TASK TO COMPLETE:
Please render the lines of the listing below as a JSON list of strings, one string per line, starting at the line that contains "Should you be willing to segment every instance of the yellow" and ending at the last line of the listing. Leave out any blank lines.

DATASET:
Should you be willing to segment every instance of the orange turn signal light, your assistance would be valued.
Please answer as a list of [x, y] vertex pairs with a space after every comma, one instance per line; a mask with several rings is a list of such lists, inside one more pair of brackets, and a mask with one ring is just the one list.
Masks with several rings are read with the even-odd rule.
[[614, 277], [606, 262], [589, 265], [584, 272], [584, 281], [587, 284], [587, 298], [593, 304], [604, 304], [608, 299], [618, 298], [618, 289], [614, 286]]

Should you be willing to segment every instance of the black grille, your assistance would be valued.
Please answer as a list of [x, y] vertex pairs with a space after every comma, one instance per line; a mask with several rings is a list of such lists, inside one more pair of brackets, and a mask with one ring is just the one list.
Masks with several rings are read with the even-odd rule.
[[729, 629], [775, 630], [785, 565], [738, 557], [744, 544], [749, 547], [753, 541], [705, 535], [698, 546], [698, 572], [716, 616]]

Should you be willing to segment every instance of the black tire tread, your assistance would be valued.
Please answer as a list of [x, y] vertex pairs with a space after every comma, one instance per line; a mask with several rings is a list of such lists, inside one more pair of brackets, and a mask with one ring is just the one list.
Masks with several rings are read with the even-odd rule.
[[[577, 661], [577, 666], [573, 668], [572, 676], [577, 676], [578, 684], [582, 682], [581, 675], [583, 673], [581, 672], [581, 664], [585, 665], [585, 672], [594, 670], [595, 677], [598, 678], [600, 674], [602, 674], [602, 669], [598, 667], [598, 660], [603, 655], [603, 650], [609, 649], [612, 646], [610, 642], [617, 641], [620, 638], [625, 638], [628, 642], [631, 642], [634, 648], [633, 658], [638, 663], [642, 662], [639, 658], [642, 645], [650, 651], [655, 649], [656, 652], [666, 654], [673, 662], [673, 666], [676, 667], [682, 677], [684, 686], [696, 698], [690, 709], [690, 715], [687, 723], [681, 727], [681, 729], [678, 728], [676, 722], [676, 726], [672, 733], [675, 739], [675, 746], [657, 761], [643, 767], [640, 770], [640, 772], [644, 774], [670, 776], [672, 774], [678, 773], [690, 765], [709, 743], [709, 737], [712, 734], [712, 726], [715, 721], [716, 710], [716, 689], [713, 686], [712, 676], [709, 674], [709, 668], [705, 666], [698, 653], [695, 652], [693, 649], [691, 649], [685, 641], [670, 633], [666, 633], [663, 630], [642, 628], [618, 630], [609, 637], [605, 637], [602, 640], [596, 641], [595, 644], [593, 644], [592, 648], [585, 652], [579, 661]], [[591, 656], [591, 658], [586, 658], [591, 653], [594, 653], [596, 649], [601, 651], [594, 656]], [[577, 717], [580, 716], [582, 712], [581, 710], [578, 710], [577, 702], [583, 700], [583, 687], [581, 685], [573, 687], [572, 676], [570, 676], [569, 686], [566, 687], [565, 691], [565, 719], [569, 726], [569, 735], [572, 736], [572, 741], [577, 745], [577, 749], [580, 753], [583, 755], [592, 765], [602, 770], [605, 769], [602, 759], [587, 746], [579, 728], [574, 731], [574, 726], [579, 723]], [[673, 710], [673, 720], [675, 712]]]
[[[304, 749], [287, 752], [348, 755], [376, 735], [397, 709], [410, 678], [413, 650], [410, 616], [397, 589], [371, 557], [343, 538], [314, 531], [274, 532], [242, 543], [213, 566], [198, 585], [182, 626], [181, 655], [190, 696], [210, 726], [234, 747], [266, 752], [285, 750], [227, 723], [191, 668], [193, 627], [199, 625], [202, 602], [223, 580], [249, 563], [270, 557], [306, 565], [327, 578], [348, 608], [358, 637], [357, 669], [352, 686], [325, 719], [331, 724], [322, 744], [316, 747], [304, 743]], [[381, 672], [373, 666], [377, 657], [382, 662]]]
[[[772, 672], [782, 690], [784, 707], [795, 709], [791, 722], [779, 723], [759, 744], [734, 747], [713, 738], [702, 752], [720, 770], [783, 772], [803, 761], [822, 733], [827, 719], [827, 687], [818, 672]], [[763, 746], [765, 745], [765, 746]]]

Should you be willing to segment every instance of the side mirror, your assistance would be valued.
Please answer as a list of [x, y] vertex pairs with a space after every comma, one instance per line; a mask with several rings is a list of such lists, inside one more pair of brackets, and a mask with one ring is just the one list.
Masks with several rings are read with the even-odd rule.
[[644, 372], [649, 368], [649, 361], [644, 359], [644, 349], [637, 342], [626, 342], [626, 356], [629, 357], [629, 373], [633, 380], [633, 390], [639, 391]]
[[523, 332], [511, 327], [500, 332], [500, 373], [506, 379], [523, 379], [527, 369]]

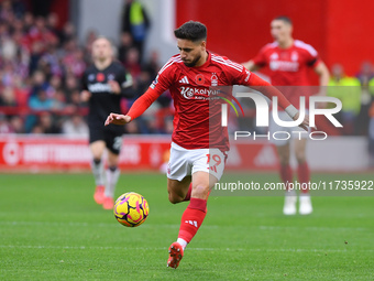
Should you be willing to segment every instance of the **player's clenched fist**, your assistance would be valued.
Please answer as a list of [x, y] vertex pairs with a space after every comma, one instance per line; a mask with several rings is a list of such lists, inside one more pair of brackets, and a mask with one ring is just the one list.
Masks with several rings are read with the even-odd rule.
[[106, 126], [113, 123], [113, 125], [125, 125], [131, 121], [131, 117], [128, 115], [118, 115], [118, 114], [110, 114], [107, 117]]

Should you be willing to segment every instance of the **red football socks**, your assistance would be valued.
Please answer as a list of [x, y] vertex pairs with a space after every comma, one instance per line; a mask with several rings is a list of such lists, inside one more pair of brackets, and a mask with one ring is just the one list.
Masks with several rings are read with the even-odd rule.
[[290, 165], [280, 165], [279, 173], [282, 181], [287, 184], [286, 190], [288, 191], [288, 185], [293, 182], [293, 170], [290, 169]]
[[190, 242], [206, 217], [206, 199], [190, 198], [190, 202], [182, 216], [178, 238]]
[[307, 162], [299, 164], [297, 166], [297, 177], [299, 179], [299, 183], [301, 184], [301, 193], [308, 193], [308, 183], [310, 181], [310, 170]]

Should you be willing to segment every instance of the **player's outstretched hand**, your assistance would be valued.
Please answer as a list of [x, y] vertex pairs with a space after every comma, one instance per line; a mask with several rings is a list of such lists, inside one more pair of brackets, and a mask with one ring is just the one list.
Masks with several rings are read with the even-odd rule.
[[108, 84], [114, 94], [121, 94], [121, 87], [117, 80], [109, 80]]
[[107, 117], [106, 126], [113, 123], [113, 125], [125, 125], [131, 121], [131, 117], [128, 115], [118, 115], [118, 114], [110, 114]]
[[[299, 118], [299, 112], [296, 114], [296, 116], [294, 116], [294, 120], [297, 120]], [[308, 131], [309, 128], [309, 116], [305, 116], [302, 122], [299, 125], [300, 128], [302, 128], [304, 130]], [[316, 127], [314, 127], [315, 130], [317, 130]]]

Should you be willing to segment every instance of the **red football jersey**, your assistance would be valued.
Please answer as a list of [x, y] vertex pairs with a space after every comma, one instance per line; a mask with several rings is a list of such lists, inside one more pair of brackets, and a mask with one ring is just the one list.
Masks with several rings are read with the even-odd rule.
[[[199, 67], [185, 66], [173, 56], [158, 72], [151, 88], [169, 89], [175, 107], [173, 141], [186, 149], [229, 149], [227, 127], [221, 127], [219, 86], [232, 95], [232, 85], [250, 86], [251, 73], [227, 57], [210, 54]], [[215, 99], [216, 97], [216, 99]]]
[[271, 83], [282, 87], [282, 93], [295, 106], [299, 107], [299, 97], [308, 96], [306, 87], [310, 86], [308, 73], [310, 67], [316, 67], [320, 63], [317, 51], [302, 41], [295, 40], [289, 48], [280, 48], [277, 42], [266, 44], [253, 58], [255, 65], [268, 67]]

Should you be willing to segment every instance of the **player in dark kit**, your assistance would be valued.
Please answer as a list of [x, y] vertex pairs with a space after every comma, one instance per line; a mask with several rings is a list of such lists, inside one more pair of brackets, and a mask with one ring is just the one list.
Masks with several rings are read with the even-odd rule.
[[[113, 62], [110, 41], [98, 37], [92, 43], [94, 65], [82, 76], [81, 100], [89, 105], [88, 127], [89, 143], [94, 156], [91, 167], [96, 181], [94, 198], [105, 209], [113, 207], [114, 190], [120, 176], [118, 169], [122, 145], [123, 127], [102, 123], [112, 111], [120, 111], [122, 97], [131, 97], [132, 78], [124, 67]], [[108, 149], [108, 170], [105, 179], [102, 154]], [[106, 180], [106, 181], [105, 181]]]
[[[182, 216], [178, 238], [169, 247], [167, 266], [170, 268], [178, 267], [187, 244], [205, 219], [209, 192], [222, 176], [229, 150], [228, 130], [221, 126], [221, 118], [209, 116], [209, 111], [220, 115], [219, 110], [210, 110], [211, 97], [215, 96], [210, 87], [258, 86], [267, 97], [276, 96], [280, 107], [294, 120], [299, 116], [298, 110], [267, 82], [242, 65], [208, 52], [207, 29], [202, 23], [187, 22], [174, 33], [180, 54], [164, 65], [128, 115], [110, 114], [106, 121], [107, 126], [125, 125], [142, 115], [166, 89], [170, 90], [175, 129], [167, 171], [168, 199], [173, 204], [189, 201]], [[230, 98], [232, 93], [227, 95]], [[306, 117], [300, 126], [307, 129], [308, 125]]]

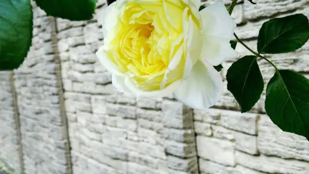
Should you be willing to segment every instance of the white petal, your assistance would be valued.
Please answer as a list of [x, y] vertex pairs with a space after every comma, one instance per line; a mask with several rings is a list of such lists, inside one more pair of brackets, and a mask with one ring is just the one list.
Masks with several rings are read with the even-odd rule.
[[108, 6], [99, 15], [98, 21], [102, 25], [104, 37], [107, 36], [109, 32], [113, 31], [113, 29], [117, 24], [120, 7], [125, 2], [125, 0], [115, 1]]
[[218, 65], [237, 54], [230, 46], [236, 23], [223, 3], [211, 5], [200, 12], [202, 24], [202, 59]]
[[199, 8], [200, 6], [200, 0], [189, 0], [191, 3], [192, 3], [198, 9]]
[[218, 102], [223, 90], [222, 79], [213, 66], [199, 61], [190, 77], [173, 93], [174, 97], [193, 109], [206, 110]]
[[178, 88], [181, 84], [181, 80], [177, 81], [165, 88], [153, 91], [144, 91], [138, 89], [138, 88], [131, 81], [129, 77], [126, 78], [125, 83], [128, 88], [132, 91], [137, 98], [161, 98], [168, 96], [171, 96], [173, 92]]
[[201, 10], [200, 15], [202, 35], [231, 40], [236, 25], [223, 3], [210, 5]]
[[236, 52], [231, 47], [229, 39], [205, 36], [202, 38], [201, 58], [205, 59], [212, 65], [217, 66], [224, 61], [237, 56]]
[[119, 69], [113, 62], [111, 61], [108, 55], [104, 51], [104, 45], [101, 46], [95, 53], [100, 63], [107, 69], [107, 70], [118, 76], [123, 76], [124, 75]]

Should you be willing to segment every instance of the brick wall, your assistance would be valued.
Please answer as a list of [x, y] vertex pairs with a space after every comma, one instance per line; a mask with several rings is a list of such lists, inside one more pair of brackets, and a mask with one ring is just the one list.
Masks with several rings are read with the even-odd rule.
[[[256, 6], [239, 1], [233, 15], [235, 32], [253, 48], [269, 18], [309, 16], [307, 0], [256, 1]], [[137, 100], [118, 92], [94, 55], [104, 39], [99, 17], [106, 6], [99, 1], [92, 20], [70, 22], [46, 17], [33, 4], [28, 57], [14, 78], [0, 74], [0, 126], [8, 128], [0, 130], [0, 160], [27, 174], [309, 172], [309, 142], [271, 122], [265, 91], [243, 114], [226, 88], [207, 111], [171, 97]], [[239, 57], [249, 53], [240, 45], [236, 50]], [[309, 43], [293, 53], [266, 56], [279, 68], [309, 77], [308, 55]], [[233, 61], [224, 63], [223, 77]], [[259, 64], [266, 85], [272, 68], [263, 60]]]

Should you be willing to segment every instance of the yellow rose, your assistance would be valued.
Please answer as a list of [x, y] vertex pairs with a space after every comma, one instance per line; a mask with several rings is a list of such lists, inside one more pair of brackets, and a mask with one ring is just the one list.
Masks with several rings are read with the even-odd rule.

WRITTEN RESPONSE:
[
  "Should you be willing to segment every instance of the yellow rose, your assistance would be valued.",
  "Please answer as a list of [x, y] vertex pairs with a space after every comma, one instance per line; a mask with several rings is a list of such lists, inside one more pair of brackets, and a mask with one ring is just the one list.",
  "Masks with several rings are read with the even-odd rule."
]